Source

Tanya Khovanova's Math Blog

To get to the national swimming championship, you need to win the state running championships.

What? Is that a joke? Perhaps you’re having the same reaction. Because this is exactly what is happening with math competitions. The official USA math competition has three rounds: AMC, AIME and USAMO.

AMC is a multiple-choice competition with 25 problems in 75 minutes. To be good at it, you need speed, accuracy and the ability to guess well.

AIME is 3 hours long and has 15 problems. The problems are a different level of difficulty and guessing will not help you. Though AIME is also multiple-choice, unlike AMC where you choose out of 5, in AIME you choose out of 1,000. But you still need speed and accuracy. A small arithmetic mistake will cost you the whole problem.

USAMO is a competition that runs for 9 hours and has 6 problems. The problems are much harder and you have to write proofs. Proofs? What proofs? Where are the proofs coming from? It is like you got to the national swimming championship because you are a great runner, but you do not know how to swim.

As the result of this system of selection, the USA team at the International Math Olympiad has diverse skills: these kids are good at all three types of the math competitions. It is like taking an Olympic triathlon team to the Olympic swimming event.

However, the US loses by selecting in this way. There are many kids who are great mathematicians: they may be good at difficult problems but not that good at speed-racing problems. An arithmetic mistake costs you only one point at IMO, but a whole problem at AIME. There are kids who are deep mathematicians prone to small arithmetic mistakes. They could get a gold medal at IMO, but they can’t pass AMC or AIME.

Not only that. As many AMC problems are boring and do not require ideas, AMC might discourage kids from all math competitions at an early stage.

I will write later with my ideas about how to change AMC. Right now I would like to offer a solution to a smaller problem. I am sure that the US math team organizers know many cases in which a non-senior kid does great at USAMO and is potentially a team member for the next year’s US IMO team, but, oops, next year he can’t pass AMC.

I suggest the following: USAMO participants are allowed to go to next year’s AIME no matter what their AMC scores are. USAMO winners are allowed to go to the next year’s USAMO no matter what their AIME results are. This way kids who have proved that they are great swimmers do not need to compete in running again.

Job a
Reproduce the passage of the math competitions post between "USAMO is a competition" and "Olympic swimming event.", inclusive.

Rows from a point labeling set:

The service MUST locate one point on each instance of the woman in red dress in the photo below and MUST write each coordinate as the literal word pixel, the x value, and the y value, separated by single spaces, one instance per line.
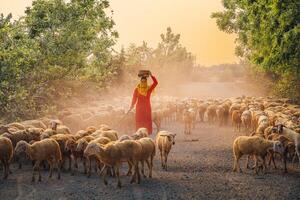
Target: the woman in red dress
pixel 141 97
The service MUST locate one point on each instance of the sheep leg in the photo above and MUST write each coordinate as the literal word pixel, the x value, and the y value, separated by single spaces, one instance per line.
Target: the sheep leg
pixel 70 163
pixel 298 152
pixel 137 171
pixel 129 169
pixel 238 165
pixel 149 167
pixel 117 170
pixel 133 177
pixel 102 169
pixel 57 162
pixel 75 165
pixel 84 165
pixel 166 159
pixel 247 162
pixel 142 162
pixel 4 162
pixel 104 175
pixel 273 160
pixel 284 161
pixel 264 164
pixel 35 167
pixel 51 167
pixel 161 159
pixel 90 167
pixel 234 165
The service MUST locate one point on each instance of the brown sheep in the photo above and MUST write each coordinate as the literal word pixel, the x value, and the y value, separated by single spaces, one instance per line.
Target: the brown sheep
pixel 6 154
pixel 254 145
pixel 221 115
pixel 164 142
pixel 61 139
pixel 211 113
pixel 112 154
pixel 34 123
pixel 45 150
pixel 148 153
pixel 236 120
pixel 71 145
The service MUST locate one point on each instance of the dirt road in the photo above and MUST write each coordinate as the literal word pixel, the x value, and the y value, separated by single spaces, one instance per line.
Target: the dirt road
pixel 197 170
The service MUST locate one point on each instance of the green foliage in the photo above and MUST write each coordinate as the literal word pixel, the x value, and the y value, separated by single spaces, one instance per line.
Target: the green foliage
pixel 168 58
pixel 49 45
pixel 268 34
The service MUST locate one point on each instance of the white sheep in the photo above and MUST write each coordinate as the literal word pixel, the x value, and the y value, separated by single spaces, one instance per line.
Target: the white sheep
pixel 6 154
pixel 291 135
pixel 148 153
pixel 164 142
pixel 112 155
pixel 254 145
pixel 45 150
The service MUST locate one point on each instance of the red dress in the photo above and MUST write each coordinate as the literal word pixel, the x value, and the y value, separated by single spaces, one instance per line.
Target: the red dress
pixel 143 114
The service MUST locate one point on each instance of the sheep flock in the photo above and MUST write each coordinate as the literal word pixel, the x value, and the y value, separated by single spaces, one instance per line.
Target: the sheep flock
pixel 102 140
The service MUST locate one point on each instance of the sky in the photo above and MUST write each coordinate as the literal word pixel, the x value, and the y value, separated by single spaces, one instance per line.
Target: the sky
pixel 145 20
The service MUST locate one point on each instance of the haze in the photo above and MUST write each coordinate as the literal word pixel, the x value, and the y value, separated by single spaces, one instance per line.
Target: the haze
pixel 139 20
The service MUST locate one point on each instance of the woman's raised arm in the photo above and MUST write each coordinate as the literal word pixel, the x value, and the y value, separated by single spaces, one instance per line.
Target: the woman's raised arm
pixel 154 84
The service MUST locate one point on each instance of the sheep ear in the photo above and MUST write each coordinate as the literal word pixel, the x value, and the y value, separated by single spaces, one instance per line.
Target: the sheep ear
pixel 163 134
pixel 169 138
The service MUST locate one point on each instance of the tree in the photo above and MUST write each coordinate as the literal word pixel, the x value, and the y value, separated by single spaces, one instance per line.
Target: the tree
pixel 49 46
pixel 268 33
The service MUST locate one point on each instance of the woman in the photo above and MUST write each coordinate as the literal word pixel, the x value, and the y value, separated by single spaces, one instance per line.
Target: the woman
pixel 141 97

Job b
Rename "foliage" to "leaves" in the rows between the lines holding "of the green" and "pixel 268 34", inclusive. Return only those lines, with everything else left unchanged.

Complete answer a
USAMO is a competition that runs for 9 hours and has 6 problems. The problems are much harder and you have to write proofs. Proofs? What proofs? Where are the proofs coming from? It is like you got to the national swimming championship because you are a great runner, but you do not know how to swim.

As the result of this system of selection, the USA team at the International Math Olympiad has diverse skills: these kids are good at all three types of the math competitions. It is like taking an Olympic triathlon team to the Olympic swimming event.

Complete answer b
The service MUST locate one point on each instance of the green leaves in the photo above and MUST write each coordinate as the literal word pixel, the x value, and the y value, separated by single spaces, one instance per line.
Target: the green leaves
pixel 168 58
pixel 49 45
pixel 268 34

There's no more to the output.